··· GIVEN PASSAGE

32.     On behalf of the respondent Mr Sandham drew attention to certain acts which he contended were important as setting the context in which there occurred the acts relied upon by the appellants as allegedly constituting waiver:

(1) Mr Sandham drew attention to paragraph 13 of the respondent’s statement of case attached to its application to the FTT dated 29 April 2016 (see paragraph 15 above).

(2) on 3 May 2016 the respondent’s agents sent an email to the appellants referring to the fact that the service charge remained outstanding and that the respondent was contemplating forfeiture proceedings and that an application had been submitted to the FTT.

(3) On 12 May 2016 the respondent’s agents wrote to the appellants’ solicitors referring to a transfer of a sum of £1447.64 to the respondent’s account. The letter stated that as the respondent intended to seek forfeiture of the appellants’ lease for failure to pay the on account service charges due on 1 April 2016 and the payment made did not represent those monies, a cheque for £1447.64 was sent (i.e. by way of repayment of the money which had been transferred).

······
··· DATASET EXCERPTS

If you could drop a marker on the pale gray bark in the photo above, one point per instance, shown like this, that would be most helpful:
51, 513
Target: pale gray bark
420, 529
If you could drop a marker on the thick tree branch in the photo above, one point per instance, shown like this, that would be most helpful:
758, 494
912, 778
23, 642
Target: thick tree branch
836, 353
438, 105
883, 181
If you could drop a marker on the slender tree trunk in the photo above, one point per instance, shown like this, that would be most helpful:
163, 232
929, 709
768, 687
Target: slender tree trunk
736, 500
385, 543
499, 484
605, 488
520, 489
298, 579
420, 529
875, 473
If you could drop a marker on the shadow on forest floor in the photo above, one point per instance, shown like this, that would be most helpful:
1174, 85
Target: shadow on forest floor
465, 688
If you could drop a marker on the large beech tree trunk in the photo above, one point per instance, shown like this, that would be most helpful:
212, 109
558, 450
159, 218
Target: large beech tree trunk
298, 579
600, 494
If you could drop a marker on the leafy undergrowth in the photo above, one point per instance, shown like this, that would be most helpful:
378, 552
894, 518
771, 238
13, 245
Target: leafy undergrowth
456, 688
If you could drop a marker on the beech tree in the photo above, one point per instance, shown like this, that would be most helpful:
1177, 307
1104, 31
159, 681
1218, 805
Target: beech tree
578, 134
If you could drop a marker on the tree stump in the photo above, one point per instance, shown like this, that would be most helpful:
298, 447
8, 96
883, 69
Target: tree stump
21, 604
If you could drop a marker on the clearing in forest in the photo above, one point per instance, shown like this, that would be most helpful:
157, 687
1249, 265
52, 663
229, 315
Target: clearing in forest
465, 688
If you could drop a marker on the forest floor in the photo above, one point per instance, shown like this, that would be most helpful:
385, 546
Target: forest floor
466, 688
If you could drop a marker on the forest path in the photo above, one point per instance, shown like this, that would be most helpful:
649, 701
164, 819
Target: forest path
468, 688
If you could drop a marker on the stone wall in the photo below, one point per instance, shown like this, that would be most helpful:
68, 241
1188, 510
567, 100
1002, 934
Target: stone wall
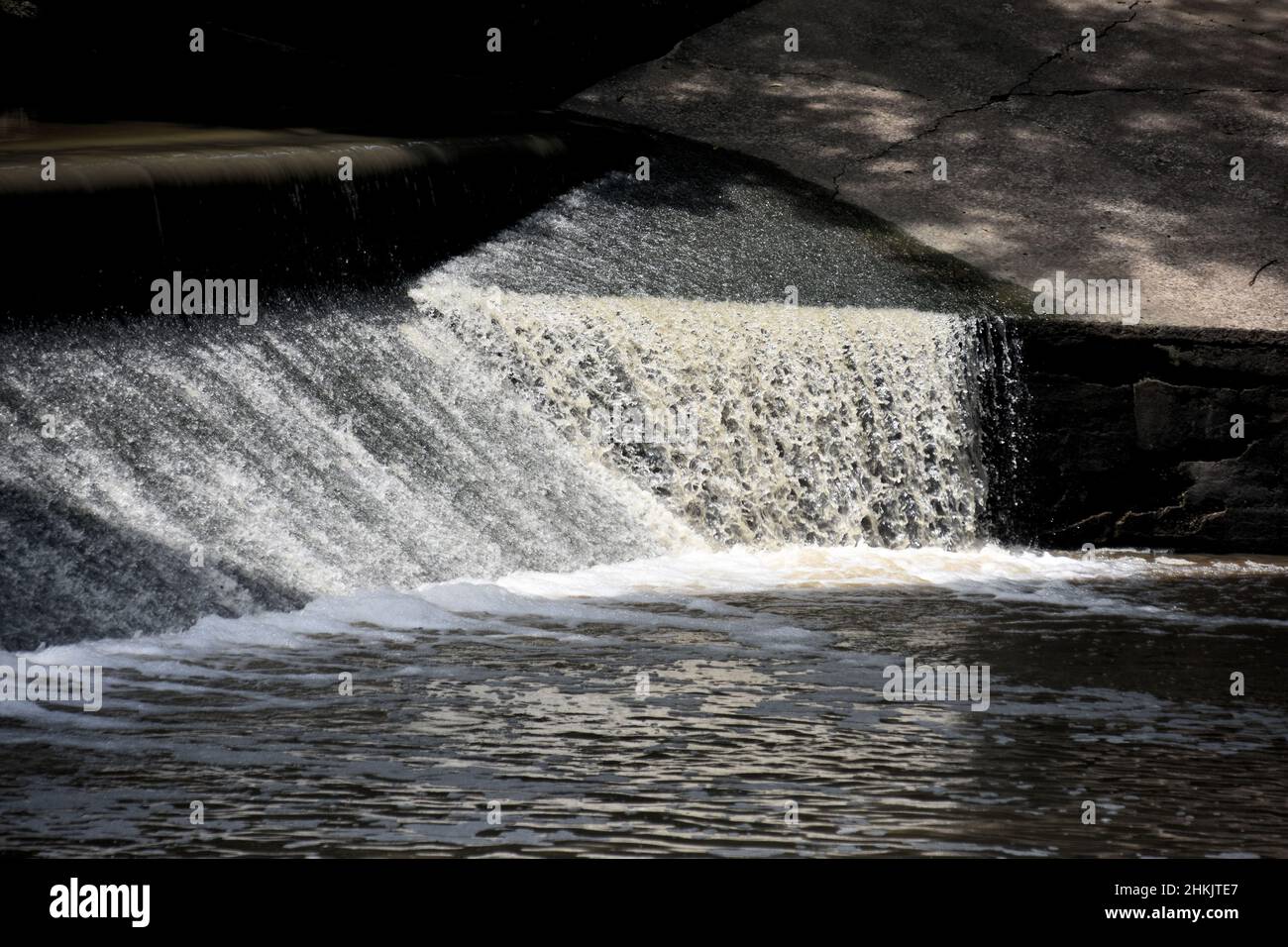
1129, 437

······
··· DATASET EXCERPTS

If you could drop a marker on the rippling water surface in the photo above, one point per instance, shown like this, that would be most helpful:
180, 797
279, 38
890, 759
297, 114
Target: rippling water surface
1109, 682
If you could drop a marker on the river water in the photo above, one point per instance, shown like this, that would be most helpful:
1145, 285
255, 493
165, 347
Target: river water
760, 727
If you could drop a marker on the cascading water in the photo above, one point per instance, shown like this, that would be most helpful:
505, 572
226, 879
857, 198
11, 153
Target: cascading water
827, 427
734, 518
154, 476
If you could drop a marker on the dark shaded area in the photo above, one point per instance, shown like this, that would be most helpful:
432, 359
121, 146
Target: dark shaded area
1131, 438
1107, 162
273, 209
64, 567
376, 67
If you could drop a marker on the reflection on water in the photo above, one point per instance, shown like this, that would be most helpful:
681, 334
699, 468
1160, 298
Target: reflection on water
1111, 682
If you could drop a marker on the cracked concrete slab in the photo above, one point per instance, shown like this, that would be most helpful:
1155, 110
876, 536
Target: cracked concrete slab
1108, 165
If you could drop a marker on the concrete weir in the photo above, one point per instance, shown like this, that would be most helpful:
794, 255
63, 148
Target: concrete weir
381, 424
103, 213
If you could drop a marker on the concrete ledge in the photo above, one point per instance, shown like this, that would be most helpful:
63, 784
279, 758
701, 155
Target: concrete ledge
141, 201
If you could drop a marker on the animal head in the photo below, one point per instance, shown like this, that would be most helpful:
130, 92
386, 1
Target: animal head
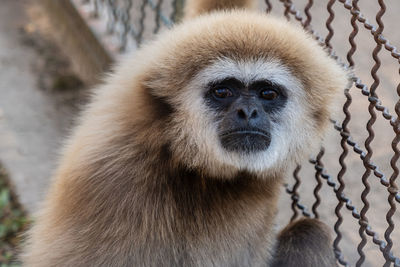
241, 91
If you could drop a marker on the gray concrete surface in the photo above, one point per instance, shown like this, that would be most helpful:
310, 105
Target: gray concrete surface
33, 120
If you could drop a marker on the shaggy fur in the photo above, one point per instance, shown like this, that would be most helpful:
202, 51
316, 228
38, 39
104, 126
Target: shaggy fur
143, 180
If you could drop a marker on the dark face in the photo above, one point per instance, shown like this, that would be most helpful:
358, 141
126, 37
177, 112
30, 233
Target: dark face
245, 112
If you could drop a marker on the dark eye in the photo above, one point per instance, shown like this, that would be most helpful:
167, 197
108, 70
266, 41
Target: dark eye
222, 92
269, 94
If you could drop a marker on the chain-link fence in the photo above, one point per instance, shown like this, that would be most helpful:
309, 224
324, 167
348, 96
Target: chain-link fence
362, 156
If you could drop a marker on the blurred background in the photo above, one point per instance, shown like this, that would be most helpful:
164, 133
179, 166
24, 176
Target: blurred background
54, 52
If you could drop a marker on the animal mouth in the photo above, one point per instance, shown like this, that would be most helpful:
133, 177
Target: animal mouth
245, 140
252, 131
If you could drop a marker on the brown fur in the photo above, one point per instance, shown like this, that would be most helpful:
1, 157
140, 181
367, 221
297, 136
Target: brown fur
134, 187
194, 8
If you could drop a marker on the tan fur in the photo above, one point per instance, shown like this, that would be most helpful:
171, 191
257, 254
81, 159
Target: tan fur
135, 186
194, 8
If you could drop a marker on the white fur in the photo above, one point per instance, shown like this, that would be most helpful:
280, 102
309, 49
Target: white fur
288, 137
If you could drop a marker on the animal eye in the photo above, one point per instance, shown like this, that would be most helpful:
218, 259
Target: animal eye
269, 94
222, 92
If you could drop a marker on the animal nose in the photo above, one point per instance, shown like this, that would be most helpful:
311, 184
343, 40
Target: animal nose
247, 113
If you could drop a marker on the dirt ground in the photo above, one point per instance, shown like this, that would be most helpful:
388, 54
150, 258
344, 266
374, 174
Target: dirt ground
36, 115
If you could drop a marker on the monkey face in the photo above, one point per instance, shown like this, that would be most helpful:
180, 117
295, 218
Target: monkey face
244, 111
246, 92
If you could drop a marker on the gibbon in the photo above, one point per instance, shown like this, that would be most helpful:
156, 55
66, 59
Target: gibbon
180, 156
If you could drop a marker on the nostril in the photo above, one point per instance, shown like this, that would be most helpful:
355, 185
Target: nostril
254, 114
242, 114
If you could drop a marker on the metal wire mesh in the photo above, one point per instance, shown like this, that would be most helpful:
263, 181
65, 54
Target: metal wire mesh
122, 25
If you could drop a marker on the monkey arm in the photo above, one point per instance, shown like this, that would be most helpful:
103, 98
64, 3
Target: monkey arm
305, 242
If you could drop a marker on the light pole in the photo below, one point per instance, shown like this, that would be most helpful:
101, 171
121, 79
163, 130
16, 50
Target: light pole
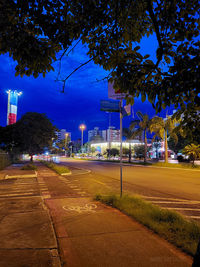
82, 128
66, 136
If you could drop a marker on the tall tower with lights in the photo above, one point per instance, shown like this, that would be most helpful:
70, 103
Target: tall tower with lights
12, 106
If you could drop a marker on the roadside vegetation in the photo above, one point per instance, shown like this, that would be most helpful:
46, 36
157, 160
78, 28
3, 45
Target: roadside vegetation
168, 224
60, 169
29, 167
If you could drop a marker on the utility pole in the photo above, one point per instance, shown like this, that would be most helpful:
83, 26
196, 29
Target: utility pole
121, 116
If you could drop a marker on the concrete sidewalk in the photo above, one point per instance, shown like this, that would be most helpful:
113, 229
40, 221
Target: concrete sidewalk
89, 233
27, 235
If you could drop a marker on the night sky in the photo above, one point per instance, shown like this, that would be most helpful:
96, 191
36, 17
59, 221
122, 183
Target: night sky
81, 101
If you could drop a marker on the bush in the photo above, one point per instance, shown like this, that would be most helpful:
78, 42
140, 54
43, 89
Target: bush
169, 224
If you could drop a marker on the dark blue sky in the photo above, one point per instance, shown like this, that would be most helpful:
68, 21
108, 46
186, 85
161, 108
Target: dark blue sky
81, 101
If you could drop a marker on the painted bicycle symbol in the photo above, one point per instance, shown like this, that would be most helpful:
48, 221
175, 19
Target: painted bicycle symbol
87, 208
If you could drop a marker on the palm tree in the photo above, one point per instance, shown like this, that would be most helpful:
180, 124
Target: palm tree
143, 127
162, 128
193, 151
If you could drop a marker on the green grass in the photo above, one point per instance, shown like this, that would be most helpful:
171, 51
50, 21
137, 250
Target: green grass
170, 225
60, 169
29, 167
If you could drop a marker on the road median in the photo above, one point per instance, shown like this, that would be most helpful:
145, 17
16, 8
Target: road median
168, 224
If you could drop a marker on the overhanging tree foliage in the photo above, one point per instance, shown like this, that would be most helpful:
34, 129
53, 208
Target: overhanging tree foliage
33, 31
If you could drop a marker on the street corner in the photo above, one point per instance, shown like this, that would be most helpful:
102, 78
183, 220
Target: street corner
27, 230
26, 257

······

LIST OF TASKS –
**1)** In the forfeiture passage, what sum did the respondent's agents send back by cheque in their letter of 12 May 2016?
**2)** Please carry the forfeiture passage forward from its last sentence, keeping its numbered style and tone.

RESPONSE LIST –
**1)** £1447.64

**2)**
(4) As regards any acts by the respondent or its agents directed towards fire precautions it was necessary to view these acts in the light of the steps that have been taken by the relevant fire authority in February 2016 (see the document at tab 79 at page 1143 of the bundle).

Appellants’ submissions

33.     In the light of the foregoing facts Mr Trompeter advanced the following arguments.

34.     He pointed out that it is important at all times to bear in mind that the only breach by the appellants which is relied upon by the respondent as justifying a forfeiture is the failure to pay within 21 days of 1 April 2016 the half yearly contribution towards the estimate of service charges for the forthcoming year – i.e. the failure to pay the relevant demand.

35.     He accepted that no act by the respondent prior to 22 April 2016 could amount to a waiver of the right to forfeit for this failure to pay the relevant demand because no such right had yet arisen – it only arose on 22 April 2016.

 

36.     I have already set out above the various acts upon which Mr Trompeter relies as constituting acts of waiver, which he submits should be analysed in accordance with the approach summarised in paragraph 28 above.

 

37.     Mr Trompeter drew attention to the thread running through all the correspondence, namely that the respondent (by its agent) persisted in treating the appellants as lessees and referring to them as leaseholders.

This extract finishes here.